Most patrons of fast-food shops are regularly asked if they’d like to “value size” or increase the portions of their meal for a few cents more.
Experts say supersized meals and a “clean plate” culture largely contribute to a national obesity rate among adults greater than 33 per cent.
But for a few weeks at a time in 2010, visitors to the Panda Express franchise at Duke University in Durham, N.C., were offered the option of less — and a surprising number of people took it.
The experiment, described in the January issue of the journal Health Affairs, “tells us that fast-food customers are receptive to interventions. They recognize that they overeat and wish that they didn’t,’’ said Janet Schwartz, an assistant professor of marketing at Tulane University and lead author of the study.
Schwartz and her colleagues had noted from other research that simply putting nutrition or calorie labels on restaurant menus doesn’t seem to make much difference in how much customers order or eat.
“So we wondered whether inviting customers to take a smaller portion of a starchy side dish would activate self-control,’’ Schwartz said. About a third to a fifth of the customers agreed to downsize, under several different conditions.”
Three different tests were run at the restaurant, located at Duke’s student centre and near the medical centre, at different times during the year, starting near the end of the lunchtime crunch.
Customers in line were first asked which of four side dishes they wanted: steamed rice, fried rice, chow mein (noodles) or mixed vegetables (only about four per cent ever order those). Then, before moving on to pick one or more of 20 stir-fried entrees, the server asked patrons who’d picked a starchy side if they’d would like to save 200 calories by getting a half portion — one scoop rather than two, about five ounces less than standard.
Thirty-three percent said yes. That share stayed the same even when servers offered customers a 25-cent discount for the smaller portion.
In the next phase, researchers asked the restaurant to make the same offer without, and then with, calorie labels posted for each menu item. That time, 21 per cent took the offer before the labels were put up, but just 14 per cent after the calories were posted.
And customer receipts showed that those taking smaller sides didn’t make up for those portions by ordering more or heavier entrees.

Given entries:
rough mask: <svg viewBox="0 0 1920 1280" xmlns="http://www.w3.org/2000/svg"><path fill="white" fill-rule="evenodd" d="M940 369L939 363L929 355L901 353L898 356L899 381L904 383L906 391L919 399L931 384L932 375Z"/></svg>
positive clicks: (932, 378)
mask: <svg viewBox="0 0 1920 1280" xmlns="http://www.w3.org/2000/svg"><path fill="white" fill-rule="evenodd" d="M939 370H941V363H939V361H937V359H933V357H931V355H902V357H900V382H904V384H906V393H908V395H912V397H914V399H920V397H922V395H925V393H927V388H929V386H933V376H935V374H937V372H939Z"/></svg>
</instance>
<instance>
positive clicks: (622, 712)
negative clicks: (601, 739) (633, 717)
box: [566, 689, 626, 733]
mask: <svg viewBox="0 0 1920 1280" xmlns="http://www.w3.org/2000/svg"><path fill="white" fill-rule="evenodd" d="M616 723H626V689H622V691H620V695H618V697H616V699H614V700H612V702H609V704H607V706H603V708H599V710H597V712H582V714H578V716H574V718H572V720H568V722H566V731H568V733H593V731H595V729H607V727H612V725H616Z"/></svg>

Your tasks:
A) In the fast-food portion article, give the part that opens with the words containing "Experts say supersized" and closes with "people took it." again, swapping "supersized" for "oversized".
B) Translate this sentence from the fast-food portion article into Spanish: "And customer receipts showed that those taking smaller sides didn’t make up for those portions by ordering more or heavier entrees."

Task answers:
A)
Experts say oversized meals and a “clean plate” culture largely contribute to a national obesity rate among adults greater than 33 per cent.
But for a few weeks at a time in 2010, visitors to the Panda Express franchise at Duke University in Durham, N.C., were offered the option of less — and a surprising number of people took it.

B) Y los recibos de los clientes mostraron que quienes elegían guarniciones más pequeñas no compensaban esas porciones pidiendo más platos principales o platos principales más contundentes.